──────── Exercise data

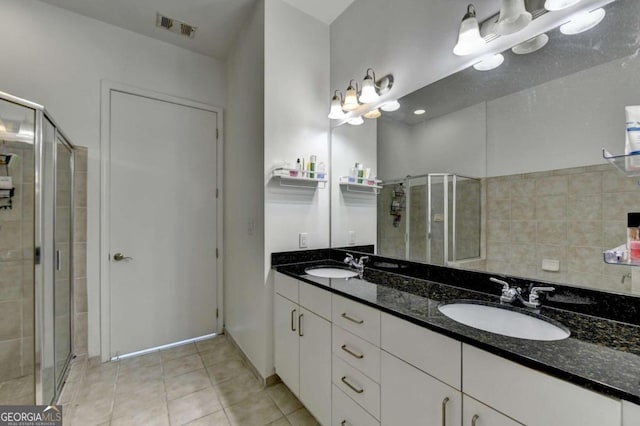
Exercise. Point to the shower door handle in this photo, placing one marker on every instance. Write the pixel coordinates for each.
(118, 257)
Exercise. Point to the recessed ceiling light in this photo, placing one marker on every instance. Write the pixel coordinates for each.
(583, 22)
(490, 63)
(531, 45)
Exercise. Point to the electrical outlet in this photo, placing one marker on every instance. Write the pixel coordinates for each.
(303, 240)
(352, 237)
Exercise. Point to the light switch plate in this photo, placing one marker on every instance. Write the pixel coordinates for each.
(551, 265)
(303, 240)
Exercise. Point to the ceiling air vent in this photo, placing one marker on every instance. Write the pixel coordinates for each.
(175, 26)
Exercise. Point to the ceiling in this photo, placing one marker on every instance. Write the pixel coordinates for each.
(218, 21)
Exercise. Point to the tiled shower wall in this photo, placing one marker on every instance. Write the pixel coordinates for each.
(570, 215)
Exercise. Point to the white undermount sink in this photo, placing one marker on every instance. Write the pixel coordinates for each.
(504, 321)
(331, 272)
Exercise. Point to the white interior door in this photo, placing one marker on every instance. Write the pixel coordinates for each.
(162, 214)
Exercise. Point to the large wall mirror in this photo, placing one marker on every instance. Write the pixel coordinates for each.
(504, 171)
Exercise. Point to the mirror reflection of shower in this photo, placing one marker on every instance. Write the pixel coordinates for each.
(432, 218)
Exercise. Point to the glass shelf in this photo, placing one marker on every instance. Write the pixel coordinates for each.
(300, 178)
(629, 164)
(367, 184)
(619, 256)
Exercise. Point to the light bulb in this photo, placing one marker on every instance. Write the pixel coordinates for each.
(356, 121)
(490, 63)
(393, 105)
(513, 17)
(373, 114)
(559, 4)
(469, 39)
(583, 22)
(350, 99)
(336, 112)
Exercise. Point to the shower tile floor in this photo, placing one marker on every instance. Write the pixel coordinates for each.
(203, 383)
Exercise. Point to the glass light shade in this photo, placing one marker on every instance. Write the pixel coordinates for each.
(583, 22)
(390, 106)
(368, 94)
(373, 114)
(490, 63)
(469, 39)
(513, 17)
(356, 121)
(559, 4)
(350, 99)
(336, 112)
(531, 45)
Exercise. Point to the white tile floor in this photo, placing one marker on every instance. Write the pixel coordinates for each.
(206, 383)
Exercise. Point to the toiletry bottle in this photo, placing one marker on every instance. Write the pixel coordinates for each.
(312, 166)
(633, 236)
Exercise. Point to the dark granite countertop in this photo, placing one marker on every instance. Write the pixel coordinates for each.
(601, 354)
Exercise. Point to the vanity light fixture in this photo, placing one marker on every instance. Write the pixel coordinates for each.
(390, 106)
(469, 39)
(531, 45)
(351, 97)
(513, 17)
(336, 112)
(374, 113)
(356, 121)
(583, 22)
(490, 62)
(553, 5)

────────────────

#### Task item:
Beginning with the line that holds "Exercise. Point to the vanity" and ending with the last line of the data, copy each line exactly and add nothing.

#### Answer:
Exercise. Point to the vanity light fixture in this photo, placing one marker on every instance. Write the pixel coordinates for each.
(390, 106)
(469, 39)
(531, 45)
(351, 97)
(513, 17)
(336, 112)
(374, 113)
(356, 121)
(583, 22)
(490, 62)
(553, 5)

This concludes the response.